# Exercise instructions
Give each entry back by retyping it exactly as written.

# Records to process

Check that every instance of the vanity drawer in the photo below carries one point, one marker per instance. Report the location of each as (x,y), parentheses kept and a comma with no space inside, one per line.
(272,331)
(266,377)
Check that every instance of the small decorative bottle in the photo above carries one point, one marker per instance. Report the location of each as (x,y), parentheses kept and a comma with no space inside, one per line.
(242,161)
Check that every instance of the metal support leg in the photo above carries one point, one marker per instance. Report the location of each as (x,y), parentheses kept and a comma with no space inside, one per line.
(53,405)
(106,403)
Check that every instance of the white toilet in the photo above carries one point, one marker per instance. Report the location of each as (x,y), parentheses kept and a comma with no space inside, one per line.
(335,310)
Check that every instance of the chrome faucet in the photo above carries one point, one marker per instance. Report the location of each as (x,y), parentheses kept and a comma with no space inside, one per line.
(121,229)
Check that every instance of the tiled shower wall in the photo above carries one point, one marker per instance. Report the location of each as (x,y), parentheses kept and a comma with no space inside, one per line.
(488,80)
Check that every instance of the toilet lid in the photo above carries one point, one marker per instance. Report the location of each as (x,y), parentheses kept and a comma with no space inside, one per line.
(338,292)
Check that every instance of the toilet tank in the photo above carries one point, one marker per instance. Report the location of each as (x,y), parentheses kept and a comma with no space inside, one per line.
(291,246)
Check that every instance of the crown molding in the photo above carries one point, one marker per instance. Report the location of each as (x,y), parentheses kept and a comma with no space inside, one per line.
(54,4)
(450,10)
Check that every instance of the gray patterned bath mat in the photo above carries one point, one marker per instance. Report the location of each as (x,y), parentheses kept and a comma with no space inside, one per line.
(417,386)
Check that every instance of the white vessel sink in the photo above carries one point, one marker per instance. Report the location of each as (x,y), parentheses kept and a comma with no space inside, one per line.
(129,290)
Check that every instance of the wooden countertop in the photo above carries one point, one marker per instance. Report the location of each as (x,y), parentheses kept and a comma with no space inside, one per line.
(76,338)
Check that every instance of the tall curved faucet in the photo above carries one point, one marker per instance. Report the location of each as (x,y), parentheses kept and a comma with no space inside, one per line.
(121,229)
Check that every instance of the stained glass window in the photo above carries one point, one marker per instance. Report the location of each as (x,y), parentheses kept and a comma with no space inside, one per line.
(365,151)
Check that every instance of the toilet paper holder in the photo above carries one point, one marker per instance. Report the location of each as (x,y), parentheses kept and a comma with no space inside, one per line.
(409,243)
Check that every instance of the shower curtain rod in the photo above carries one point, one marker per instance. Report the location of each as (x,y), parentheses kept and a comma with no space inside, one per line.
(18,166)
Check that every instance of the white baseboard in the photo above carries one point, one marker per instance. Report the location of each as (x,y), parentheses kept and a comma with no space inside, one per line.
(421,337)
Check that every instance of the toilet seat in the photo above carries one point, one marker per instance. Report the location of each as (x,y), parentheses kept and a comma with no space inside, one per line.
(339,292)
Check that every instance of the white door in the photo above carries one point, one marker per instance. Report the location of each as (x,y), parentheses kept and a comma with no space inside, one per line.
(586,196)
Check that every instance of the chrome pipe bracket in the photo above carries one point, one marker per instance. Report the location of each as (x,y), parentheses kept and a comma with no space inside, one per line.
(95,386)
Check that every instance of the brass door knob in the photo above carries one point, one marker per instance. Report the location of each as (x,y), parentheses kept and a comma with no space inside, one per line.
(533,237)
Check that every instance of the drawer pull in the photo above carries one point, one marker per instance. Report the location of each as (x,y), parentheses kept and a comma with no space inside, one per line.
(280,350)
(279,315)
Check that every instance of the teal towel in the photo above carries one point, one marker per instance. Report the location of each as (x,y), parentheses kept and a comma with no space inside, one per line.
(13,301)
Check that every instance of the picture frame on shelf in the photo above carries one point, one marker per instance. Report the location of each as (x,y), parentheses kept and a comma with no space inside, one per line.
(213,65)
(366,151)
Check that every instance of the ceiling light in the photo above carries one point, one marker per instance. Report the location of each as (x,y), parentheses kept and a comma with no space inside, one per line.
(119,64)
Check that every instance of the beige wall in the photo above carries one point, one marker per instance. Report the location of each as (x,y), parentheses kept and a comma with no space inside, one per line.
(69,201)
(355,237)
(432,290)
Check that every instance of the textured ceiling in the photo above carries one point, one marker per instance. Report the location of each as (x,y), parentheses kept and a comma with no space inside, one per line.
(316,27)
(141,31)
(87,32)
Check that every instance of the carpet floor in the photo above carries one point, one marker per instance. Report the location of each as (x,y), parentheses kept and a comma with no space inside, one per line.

# Exercise solution
Check that every instance of the vanity drawer in the photo below carries one point, one marker per instance. Report the location of each as (x,y), parentheses kept and a comma with no space inside, one per line.
(272,331)
(266,377)
Check that every instance of the small decorative bottle in the photo above carries one point, one marker per instance. Report the location of each as (x,y), parentheses kept and a comma with no space inside, one per line.
(242,161)
Check that every instance of the metal support leg in the photo above carries one point, one marker per instance. Report the location of each as (x,y), parentheses kept and a comma with no space inside, one per line.
(53,405)
(106,403)
Check that every instance of the white toilet in the photo above carries one point, one marker per instance. Report the location of each as (x,y), parentheses kept and a comma with no space inside, one per line.
(335,310)
Check that every instance of the chrome faucet in the photo above carries one point, one marker per instance. Report the location of each as (x,y), parentheses kept and a comma with no space inside, one per line.
(121,229)
Check that every instance of the tiled shower wall in the photo above carries one point, one marker per instance. Report the location of each as (x,y), parentheses kept and a comma with no space inside, one per line.
(488,80)
Check that every instance of the toilet lid in the photo above carries one point, one marker per instance. Report the location of each as (x,y), parentheses kept and a comma with no space inside, one per line.
(338,292)
Check that every instance of the toilet tank in the photo above carries one point, one marker per instance. Report the location of each as (x,y), parentheses kept and a comma with no space inside, one per line.
(291,246)
Check that every instance of the crown molding in the photo above carries one point, one marker per instance. Report the location of each as (x,y), parentheses kept and a comma with no space inside, one per line.
(54,4)
(450,10)
Check that every instance of the gray patterned bath mat in the photo above carries one point, one marker per instance. Report the location of each as (x,y), parentheses kept and a comma with no space inside, one per line.
(417,386)
Check that every instance of the white vessel sink in the photo above carries one point, one marker per instance. Report the location of each as (x,y), parentheses kept and a comma with no space inside, one per line.
(129,290)
Check that every instance of the wooden countertop in the photo above carries one point, one marker per instance. Report the location of each as (x,y), parentheses kept and a comma with no space inside, one per line.
(76,338)
Check that every instance of the tall curved faucet in the photo above carries one point, one marker per instance. Report the location of each as (x,y), parentheses kept and a comma with no space inside, one per line.
(121,229)
Check that every instance of the stained glass window in the photo above carries one point, one marker per instance. Report the location of each as (x,y), parentheses kept and a comma with no space inside, one per line.
(365,151)
Check that every instance of the toilet paper holder in the photo above carries one point, one marker per instance. Report the location of each as (x,y), parentheses kept and a comma with no space inside, one per line.
(409,243)
Check that every instance of the shower curtain rod in the photo above carries one point, one marker per instance. Report the location of each as (x,y), parentheses kept and a comma with no space inside, one per line.
(18,166)
Check that every instance of the white baseboard in the photo above carries one point, one marker per instance. Report the location of each as (x,y), parentheses kept and a comma with no space inside, one per line.
(421,337)
Check that every instance of the toilet seat in the photo above carries one point, one marker per instance. Report the location of each as (x,y), parentheses kept and a comma with no space inside, one per line.
(339,292)
Check that every instance of the white door in the photo above carries one point, one marker per instance. Report the location of each as (x,y), parentheses kept and a comma with no space inside, one per line.
(586,196)
Check that every instance of the chrome pipe bracket in the photo above carries one point, one marker per instance. Report the location of each as (x,y), parentheses kept and a comma with no space inside, one per line.
(95,386)
Check that every instance of the brass door knob in the photo above carries one point, one marker per instance. Report the location of each as (x,y), parentheses kept and a comma with no space inside, one per line.
(533,237)
Check that every instance of the drawer pull in the photo above carries one point, one marker per instance. Report the location of each as (x,y), parentheses kept and a comma with no space inside, one per line.
(280,350)
(279,315)
Check that every instance of the teal towel in the photo above carries one point, one marker per instance. Report the location of each as (x,y), parentheses kept and a comma with no space inside, one per line.
(13,301)
Check that every instance of the picture frame on shelf in the photo above carries one point, one marker per instance. Report the location of each as (x,y), parentheses kept and a comma with no space inside, one per line.
(213,65)
(366,151)
Check that every instance of the ceiling light in the photo above carries one point, one marker per instance. Report the location of each as (x,y), parentheses kept and a comma with no space inside, one per line.
(119,64)
Check that every instance of the beige wall in the photo above carries one point, one marker per instance. Report the location of each as (x,y), parentheses kept and a comma with no space inside, one per line.
(69,201)
(355,237)
(432,290)
Check that every instance of the textured ceiling in the photo above carries one point, one marker per instance. Report the location of each as (x,y), parentheses kept and a comma with no space inside, one per line.
(316,27)
(141,31)
(87,32)
Check that every instance of the carpet floor in the photo above carries one point, one marker per instance. Report the location of each as (x,y), parentheses kept and a comma with no space inside, one per line.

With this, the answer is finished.